* start Stored rows *
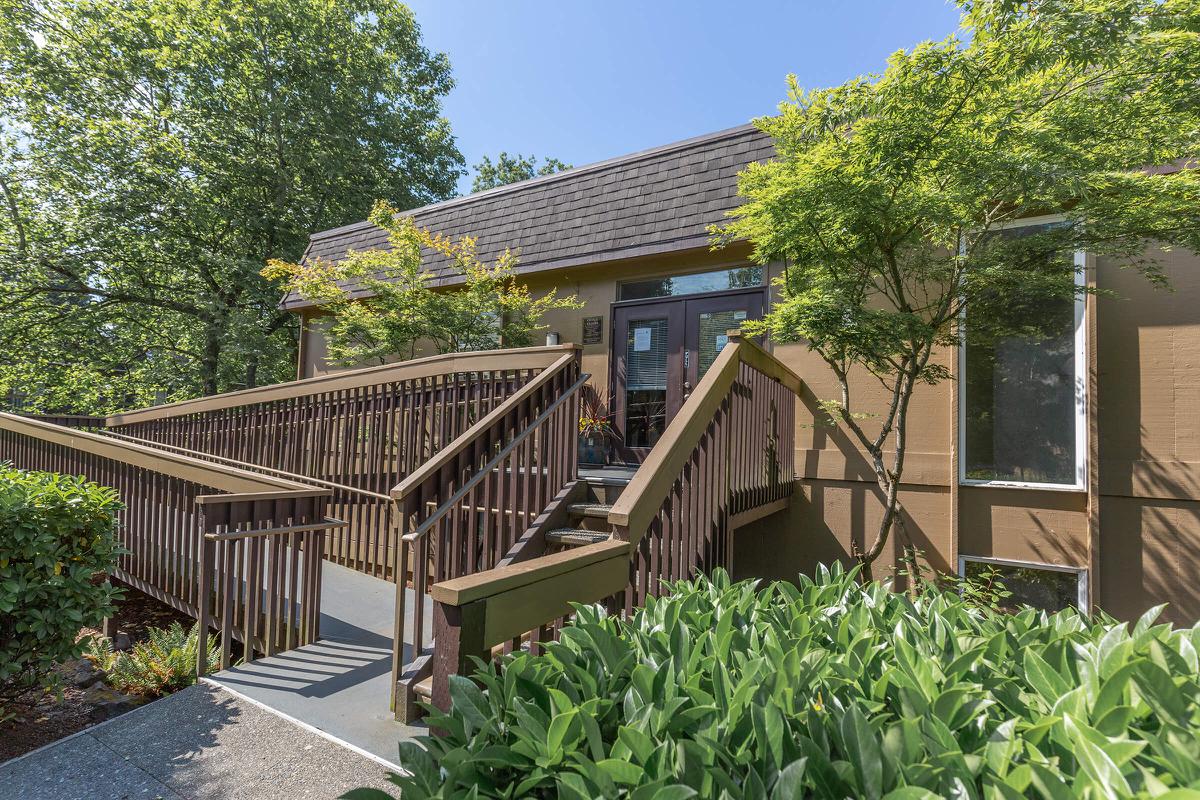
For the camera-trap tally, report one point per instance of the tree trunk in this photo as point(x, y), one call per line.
point(210, 361)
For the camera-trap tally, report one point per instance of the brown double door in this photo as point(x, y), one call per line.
point(661, 349)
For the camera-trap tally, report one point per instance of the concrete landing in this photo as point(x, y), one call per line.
point(340, 684)
point(199, 744)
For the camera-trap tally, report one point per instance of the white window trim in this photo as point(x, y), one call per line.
point(1080, 485)
point(1079, 571)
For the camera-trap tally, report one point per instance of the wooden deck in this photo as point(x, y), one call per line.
point(341, 683)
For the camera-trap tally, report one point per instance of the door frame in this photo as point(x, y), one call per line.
point(675, 358)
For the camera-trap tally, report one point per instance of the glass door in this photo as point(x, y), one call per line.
point(648, 378)
point(708, 324)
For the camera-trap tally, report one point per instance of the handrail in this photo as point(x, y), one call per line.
point(417, 368)
point(234, 548)
point(226, 479)
point(471, 483)
point(270, 470)
point(641, 500)
point(447, 453)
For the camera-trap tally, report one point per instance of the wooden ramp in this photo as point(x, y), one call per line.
point(341, 683)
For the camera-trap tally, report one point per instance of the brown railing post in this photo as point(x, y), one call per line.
point(204, 601)
point(459, 632)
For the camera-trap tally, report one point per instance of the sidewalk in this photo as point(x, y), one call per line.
point(199, 744)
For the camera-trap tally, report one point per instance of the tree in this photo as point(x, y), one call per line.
point(888, 196)
point(510, 169)
point(155, 154)
point(490, 310)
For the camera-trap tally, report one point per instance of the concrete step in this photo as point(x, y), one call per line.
point(576, 536)
point(593, 510)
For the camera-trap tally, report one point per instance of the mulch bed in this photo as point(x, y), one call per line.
point(42, 717)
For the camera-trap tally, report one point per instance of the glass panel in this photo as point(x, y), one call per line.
point(714, 329)
point(646, 382)
point(1050, 590)
point(1020, 398)
point(741, 277)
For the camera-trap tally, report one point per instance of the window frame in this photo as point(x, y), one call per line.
point(1081, 385)
point(717, 268)
point(1081, 578)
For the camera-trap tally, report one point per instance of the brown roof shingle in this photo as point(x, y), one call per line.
point(652, 202)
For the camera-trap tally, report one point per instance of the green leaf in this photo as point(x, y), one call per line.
point(864, 752)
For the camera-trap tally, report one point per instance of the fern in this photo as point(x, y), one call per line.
point(163, 663)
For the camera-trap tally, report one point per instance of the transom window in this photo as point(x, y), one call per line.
point(738, 277)
point(1023, 397)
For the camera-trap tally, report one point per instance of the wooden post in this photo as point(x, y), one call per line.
point(203, 600)
point(457, 636)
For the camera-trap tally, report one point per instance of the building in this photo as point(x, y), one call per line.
point(1089, 473)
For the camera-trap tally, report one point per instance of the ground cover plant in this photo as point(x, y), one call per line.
point(57, 542)
point(827, 689)
point(165, 662)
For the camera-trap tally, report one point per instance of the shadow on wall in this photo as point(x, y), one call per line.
point(1149, 473)
point(822, 517)
point(827, 513)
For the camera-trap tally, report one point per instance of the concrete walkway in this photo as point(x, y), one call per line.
point(199, 744)
point(341, 684)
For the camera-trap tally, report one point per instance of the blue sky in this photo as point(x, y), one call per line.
point(589, 79)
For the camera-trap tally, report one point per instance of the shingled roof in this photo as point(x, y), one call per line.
point(658, 200)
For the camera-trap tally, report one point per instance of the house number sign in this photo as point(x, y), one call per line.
point(593, 330)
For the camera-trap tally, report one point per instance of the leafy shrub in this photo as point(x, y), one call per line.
point(826, 690)
point(162, 663)
point(57, 537)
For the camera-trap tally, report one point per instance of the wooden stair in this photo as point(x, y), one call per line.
point(587, 519)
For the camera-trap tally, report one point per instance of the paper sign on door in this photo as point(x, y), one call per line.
point(641, 340)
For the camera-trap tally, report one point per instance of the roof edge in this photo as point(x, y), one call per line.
point(544, 180)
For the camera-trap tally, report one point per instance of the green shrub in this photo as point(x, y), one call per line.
point(57, 540)
point(162, 663)
point(825, 690)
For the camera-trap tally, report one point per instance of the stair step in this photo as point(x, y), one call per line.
point(576, 536)
point(597, 510)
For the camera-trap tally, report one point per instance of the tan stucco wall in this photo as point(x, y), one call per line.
point(1141, 519)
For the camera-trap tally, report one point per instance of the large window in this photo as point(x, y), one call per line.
point(1023, 415)
point(739, 277)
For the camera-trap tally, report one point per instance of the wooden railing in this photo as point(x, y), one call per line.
point(724, 461)
point(726, 458)
point(239, 551)
point(361, 429)
point(462, 512)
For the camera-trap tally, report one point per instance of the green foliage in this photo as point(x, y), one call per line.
point(888, 193)
point(162, 663)
point(491, 308)
point(155, 154)
point(826, 690)
point(510, 169)
point(58, 537)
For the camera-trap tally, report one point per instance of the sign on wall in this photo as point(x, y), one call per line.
point(593, 330)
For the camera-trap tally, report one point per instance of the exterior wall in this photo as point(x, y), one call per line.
point(1137, 525)
point(1149, 444)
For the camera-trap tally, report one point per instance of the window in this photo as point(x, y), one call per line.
point(1043, 585)
point(1023, 397)
point(739, 277)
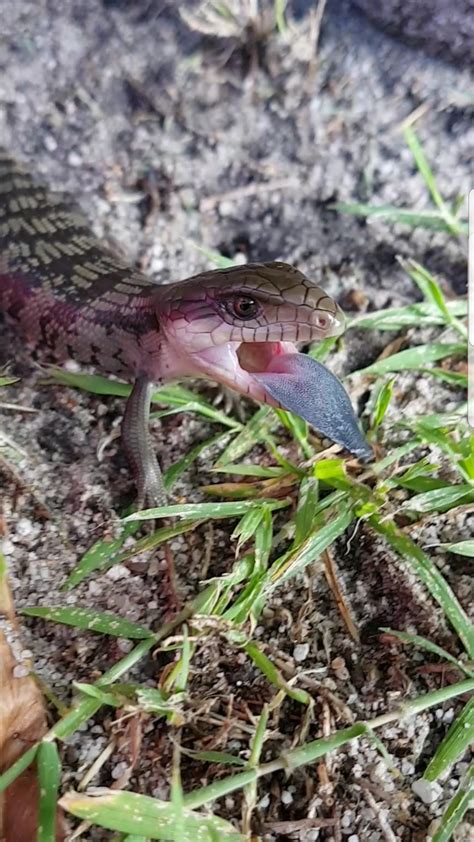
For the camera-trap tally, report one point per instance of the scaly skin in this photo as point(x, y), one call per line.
point(74, 298)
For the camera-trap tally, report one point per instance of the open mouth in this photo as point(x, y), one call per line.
point(276, 373)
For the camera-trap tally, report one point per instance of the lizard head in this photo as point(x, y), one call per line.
point(241, 327)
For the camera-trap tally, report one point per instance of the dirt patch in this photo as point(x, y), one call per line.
point(116, 103)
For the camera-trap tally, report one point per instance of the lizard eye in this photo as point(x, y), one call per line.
point(243, 307)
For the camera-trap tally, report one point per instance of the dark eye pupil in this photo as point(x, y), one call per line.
point(245, 308)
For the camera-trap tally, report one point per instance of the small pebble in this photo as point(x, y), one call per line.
point(425, 790)
point(74, 159)
point(118, 571)
point(301, 652)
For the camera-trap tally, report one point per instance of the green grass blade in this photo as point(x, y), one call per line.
point(382, 403)
point(49, 773)
point(460, 547)
point(125, 811)
point(415, 358)
point(440, 499)
point(87, 618)
point(100, 555)
point(17, 768)
point(426, 172)
point(104, 555)
point(255, 431)
point(456, 742)
point(274, 675)
point(432, 292)
point(319, 539)
point(429, 219)
point(175, 471)
point(413, 315)
point(207, 510)
point(424, 643)
point(461, 802)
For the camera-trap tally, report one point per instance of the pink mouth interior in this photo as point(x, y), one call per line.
point(263, 356)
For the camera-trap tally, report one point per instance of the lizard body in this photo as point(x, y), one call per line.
point(71, 296)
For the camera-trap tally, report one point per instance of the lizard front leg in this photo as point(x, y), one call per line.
point(139, 448)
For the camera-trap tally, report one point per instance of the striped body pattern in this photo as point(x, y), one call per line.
point(66, 291)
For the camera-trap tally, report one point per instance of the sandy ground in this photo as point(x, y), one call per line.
point(244, 154)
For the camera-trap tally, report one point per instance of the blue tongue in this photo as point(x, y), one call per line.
point(305, 387)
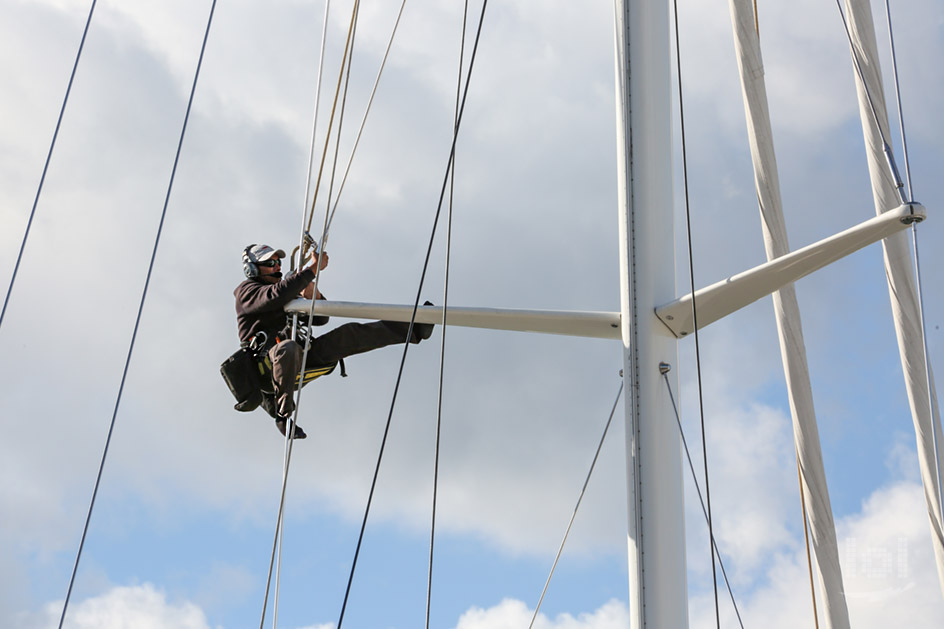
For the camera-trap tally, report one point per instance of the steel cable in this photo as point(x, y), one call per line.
point(290, 425)
point(917, 263)
point(137, 321)
point(442, 346)
point(416, 302)
point(573, 517)
point(701, 500)
point(42, 179)
point(691, 274)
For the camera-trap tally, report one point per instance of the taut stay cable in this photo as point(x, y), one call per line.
point(406, 346)
point(42, 179)
point(137, 321)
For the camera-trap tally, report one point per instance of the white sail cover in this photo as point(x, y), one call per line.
point(792, 347)
point(898, 269)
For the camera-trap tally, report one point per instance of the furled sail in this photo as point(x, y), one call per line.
point(792, 346)
point(919, 380)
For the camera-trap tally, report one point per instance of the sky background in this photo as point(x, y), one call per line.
point(183, 525)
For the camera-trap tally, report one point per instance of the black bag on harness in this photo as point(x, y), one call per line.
point(241, 373)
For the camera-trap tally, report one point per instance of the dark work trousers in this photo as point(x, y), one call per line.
point(325, 351)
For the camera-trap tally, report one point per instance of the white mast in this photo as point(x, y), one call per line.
point(658, 594)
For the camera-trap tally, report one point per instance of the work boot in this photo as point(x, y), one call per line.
point(282, 422)
point(422, 331)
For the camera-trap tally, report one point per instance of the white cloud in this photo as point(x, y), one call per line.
point(510, 614)
point(139, 606)
point(523, 414)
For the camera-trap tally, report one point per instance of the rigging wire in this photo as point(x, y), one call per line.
point(704, 509)
point(583, 491)
point(803, 511)
point(901, 116)
point(917, 264)
point(287, 452)
point(691, 271)
point(886, 148)
point(806, 536)
point(344, 61)
point(416, 302)
point(360, 130)
point(442, 346)
point(311, 156)
point(137, 321)
point(290, 427)
point(42, 179)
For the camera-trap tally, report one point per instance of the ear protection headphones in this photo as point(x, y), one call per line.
point(250, 268)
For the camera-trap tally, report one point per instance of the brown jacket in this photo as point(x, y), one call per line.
point(259, 304)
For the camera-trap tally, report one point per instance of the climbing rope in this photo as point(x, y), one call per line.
point(287, 452)
point(442, 346)
point(416, 302)
point(137, 320)
point(664, 368)
point(290, 427)
point(42, 179)
point(691, 275)
point(583, 491)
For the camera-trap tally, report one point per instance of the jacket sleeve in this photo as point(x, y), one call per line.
point(256, 297)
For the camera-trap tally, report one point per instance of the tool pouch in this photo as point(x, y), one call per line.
point(241, 373)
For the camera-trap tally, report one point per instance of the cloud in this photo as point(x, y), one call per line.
point(534, 227)
point(511, 613)
point(141, 606)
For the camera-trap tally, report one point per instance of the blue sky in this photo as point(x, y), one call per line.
point(183, 527)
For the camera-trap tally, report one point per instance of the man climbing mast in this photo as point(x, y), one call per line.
point(263, 325)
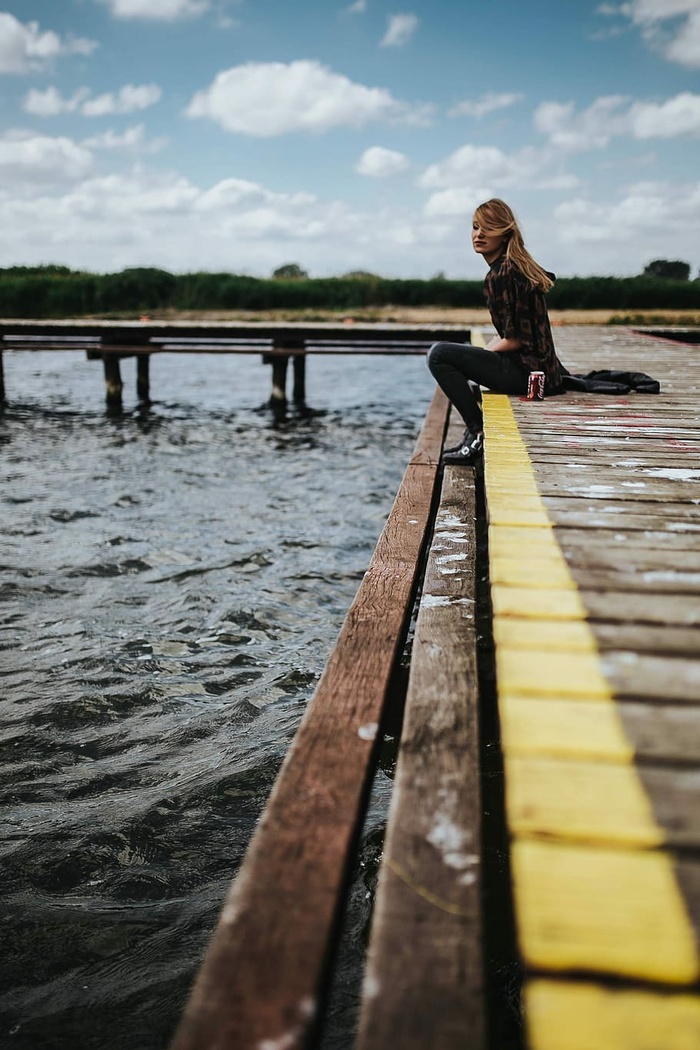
* end Stored rows *
Set problem: Copy the rows above word for word, starting at the line with "of the striped" and ending at the line with "point(305, 387)", both included.

Task response:
For the camera-trap tally, report one point per instance of the striped body pattern in this photo as point(x, y), one call per line.
point(66, 291)
For the camera-trap tally, report one point per instance of the sandy ground in this photo as point(x, y), one call per line.
point(244, 154)
For the camera-trap tally, report one point per instance of the blue tongue in this photo as point(x, y), one call per line.
point(305, 387)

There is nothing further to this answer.